====== Information shown

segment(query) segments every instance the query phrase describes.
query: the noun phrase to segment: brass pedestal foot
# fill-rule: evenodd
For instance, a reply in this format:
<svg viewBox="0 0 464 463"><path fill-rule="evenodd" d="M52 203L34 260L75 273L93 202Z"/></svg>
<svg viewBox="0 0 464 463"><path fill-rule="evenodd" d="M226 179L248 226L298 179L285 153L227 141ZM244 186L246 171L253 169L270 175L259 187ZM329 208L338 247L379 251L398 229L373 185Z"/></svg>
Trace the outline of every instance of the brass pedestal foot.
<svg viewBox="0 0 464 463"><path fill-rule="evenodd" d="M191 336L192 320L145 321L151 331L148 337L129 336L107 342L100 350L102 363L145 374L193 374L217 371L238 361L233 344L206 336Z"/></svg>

============

Goal:
Duplicate the data above line for line, leaving every character unchanged.

Worked solution:
segment(query) segments every instance the query phrase describes.
query: the noun phrase to segment: brass pedestal foot
# fill-rule: evenodd
For instance, a reply in this format:
<svg viewBox="0 0 464 463"><path fill-rule="evenodd" d="M52 203L34 260L75 273L93 202Z"/></svg>
<svg viewBox="0 0 464 463"><path fill-rule="evenodd" d="M226 179L248 226L298 179L285 153L227 141ZM244 186L246 171L253 169L270 175L259 187ZM329 208L338 247L379 251L398 229L373 185Z"/></svg>
Trace the outline of every instance of the brass pedestal foot.
<svg viewBox="0 0 464 463"><path fill-rule="evenodd" d="M191 336L192 320L145 321L151 331L148 337L129 336L107 342L100 350L102 363L145 374L193 374L217 371L238 361L233 344L206 336Z"/></svg>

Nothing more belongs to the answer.